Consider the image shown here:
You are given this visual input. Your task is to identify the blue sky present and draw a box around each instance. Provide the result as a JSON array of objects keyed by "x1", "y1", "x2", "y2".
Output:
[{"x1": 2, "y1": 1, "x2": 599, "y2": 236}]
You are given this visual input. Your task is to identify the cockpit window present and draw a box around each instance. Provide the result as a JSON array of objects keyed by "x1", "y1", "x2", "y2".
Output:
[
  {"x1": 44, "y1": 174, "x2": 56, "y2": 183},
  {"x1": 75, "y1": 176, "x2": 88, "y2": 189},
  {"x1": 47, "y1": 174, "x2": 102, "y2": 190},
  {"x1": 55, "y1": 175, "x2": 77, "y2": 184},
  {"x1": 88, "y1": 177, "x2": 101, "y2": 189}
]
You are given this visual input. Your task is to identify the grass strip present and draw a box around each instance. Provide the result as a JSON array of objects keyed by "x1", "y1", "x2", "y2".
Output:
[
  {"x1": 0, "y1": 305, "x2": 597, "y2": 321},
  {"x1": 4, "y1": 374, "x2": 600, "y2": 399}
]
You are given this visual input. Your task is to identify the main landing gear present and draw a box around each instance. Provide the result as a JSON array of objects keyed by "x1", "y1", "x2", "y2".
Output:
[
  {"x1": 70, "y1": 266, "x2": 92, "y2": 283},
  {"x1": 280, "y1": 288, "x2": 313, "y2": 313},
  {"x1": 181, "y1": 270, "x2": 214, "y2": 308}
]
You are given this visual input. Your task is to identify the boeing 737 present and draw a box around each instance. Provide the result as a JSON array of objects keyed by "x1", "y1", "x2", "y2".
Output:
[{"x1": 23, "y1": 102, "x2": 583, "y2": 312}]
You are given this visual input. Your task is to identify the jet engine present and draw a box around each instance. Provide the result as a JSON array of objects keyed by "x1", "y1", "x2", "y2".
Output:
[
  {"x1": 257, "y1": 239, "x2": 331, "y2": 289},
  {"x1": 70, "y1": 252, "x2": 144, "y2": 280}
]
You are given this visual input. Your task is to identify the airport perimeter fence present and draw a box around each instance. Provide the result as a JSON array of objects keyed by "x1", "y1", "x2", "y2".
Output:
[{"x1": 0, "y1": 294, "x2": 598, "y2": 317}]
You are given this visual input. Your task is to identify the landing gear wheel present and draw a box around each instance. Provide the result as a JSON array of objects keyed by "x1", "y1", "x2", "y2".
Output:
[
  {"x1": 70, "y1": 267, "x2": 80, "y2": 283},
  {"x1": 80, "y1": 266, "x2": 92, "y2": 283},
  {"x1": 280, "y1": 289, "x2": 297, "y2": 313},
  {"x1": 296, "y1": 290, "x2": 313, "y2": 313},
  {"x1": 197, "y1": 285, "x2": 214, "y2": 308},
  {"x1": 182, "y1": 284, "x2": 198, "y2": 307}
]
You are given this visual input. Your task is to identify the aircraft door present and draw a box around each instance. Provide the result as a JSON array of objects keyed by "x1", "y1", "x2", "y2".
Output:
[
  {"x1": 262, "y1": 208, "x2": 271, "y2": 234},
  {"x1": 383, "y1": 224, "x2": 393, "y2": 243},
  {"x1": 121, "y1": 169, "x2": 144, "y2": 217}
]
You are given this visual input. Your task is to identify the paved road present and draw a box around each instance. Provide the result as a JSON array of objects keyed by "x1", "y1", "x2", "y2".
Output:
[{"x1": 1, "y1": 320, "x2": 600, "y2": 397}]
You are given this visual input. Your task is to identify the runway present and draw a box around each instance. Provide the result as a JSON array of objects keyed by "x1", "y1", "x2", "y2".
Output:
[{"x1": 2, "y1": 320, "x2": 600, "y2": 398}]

########

- The problem:
Repeat all of the material above exactly, with no line dropped.

- Response box:
Consider the image shown here:
You are given this visual input. Your task is to identify the blue sky present and draw a box around each instance. Provide the result as a JSON array of objects keyed by "x1", "y1", "x2", "y2".
Output:
[{"x1": 2, "y1": 1, "x2": 599, "y2": 236}]
You are given this visual input. Your task is to identify the cockpit window present and draw a box around each instance. Provide the result as a JSON array of objects keyed by "x1", "y1", "x2", "y2".
Output:
[
  {"x1": 44, "y1": 174, "x2": 56, "y2": 183},
  {"x1": 75, "y1": 176, "x2": 88, "y2": 189},
  {"x1": 47, "y1": 174, "x2": 102, "y2": 190},
  {"x1": 55, "y1": 175, "x2": 77, "y2": 184},
  {"x1": 88, "y1": 177, "x2": 101, "y2": 189}
]
You are given this visual input. Your task is to identify the grass strip present and draw a box around each instance. Provide the result as a JSON array of objects keyed by "x1", "y1", "x2", "y2".
Output:
[
  {"x1": 0, "y1": 305, "x2": 597, "y2": 321},
  {"x1": 4, "y1": 374, "x2": 600, "y2": 399}
]
You are given this visual input. Your task is to identify the main landing gear present and draw a box around each instance. Provide the result as a JSON array of objects keyed by "x1", "y1", "x2", "y2".
Output:
[
  {"x1": 70, "y1": 266, "x2": 92, "y2": 283},
  {"x1": 280, "y1": 288, "x2": 313, "y2": 313},
  {"x1": 181, "y1": 270, "x2": 214, "y2": 308}
]
You are given this visual input. Your task is to identify the boeing 737 present and draw a box around each instance. Provide the result as a JSON array of objects keyed by "x1", "y1", "x2", "y2".
Output:
[{"x1": 23, "y1": 102, "x2": 583, "y2": 312}]
You are given this visual input. Your task is to identify the jet engine present and draw a box around each instance. Provide the result as a JSON array of objects keyed by "x1", "y1", "x2", "y2".
Output:
[
  {"x1": 257, "y1": 239, "x2": 331, "y2": 289},
  {"x1": 70, "y1": 252, "x2": 144, "y2": 280}
]
You are given this visual input. Your task is to identify the airport perimeter fence present and draw a box around each instance. Provide the result as a JSON array of objects keyed by "x1", "y1", "x2", "y2".
Output:
[{"x1": 0, "y1": 294, "x2": 598, "y2": 317}]
You are given this visual input. Your task is to identify the landing gear wheel present and draw a box around each instance. Provide the result as a JSON array of objects keyed by "x1", "y1", "x2", "y2".
Output:
[
  {"x1": 70, "y1": 267, "x2": 80, "y2": 283},
  {"x1": 80, "y1": 266, "x2": 92, "y2": 283},
  {"x1": 280, "y1": 289, "x2": 297, "y2": 313},
  {"x1": 296, "y1": 290, "x2": 313, "y2": 313},
  {"x1": 197, "y1": 285, "x2": 214, "y2": 308},
  {"x1": 182, "y1": 284, "x2": 198, "y2": 307}
]
You are given this visual input. Your task is to identify the aircraft door present and draw a box around each instance. Provide the result as a JSON array of objects keyed by "x1", "y1", "x2", "y2".
Output:
[
  {"x1": 262, "y1": 208, "x2": 271, "y2": 234},
  {"x1": 383, "y1": 224, "x2": 393, "y2": 243},
  {"x1": 121, "y1": 169, "x2": 144, "y2": 217}
]
You are given this visual input. Your task is to identify the paved road present and draw a box around each instance. Provide the result as a JSON array of objects keyed by "x1", "y1", "x2", "y2".
Output:
[{"x1": 1, "y1": 320, "x2": 600, "y2": 397}]
You are given this visual input. Your task is to identify the runway present and draw a box around each instance. Provide the result as a JSON array of objects keyed by "x1", "y1", "x2", "y2".
Output:
[{"x1": 2, "y1": 320, "x2": 600, "y2": 398}]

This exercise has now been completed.